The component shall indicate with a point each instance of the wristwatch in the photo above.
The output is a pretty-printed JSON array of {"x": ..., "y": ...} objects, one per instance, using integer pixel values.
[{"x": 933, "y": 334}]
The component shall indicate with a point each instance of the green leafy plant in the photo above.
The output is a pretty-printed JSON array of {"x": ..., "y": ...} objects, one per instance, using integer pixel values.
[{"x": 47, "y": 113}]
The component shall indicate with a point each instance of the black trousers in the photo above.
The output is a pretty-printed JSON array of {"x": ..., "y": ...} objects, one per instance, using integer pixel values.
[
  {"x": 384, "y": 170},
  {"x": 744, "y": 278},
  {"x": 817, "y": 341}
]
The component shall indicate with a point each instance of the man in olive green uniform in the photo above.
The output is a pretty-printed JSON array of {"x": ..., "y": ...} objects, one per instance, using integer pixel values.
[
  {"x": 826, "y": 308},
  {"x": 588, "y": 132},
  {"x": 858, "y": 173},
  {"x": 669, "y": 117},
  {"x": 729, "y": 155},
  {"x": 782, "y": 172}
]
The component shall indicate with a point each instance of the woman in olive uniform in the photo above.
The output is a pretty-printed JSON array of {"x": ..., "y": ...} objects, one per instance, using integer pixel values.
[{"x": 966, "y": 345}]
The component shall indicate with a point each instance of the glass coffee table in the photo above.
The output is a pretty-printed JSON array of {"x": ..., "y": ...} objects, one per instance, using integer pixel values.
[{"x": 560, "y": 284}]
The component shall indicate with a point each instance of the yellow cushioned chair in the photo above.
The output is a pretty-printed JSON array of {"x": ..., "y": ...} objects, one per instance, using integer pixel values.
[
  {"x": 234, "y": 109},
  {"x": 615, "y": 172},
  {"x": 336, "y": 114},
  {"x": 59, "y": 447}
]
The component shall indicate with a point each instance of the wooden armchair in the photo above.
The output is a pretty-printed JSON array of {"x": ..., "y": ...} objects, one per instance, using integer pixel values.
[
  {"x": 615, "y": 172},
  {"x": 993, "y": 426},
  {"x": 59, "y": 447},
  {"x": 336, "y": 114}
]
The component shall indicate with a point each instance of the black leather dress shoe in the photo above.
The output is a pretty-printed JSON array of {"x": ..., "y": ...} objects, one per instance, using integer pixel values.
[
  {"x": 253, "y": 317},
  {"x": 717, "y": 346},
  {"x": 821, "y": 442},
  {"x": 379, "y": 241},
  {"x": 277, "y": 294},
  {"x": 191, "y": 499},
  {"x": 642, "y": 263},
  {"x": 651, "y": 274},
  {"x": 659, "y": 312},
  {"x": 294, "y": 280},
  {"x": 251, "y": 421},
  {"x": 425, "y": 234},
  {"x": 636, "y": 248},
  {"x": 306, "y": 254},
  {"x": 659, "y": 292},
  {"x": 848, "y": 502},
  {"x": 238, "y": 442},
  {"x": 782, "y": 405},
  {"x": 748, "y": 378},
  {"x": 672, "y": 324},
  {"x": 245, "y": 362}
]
□ □ □
HOW TO COMPLETE THIS TASK => Using the records above, state how many lines contain "olive"; a single number is the whole answer.

ANSWER FOR THIS EXERCISE => 2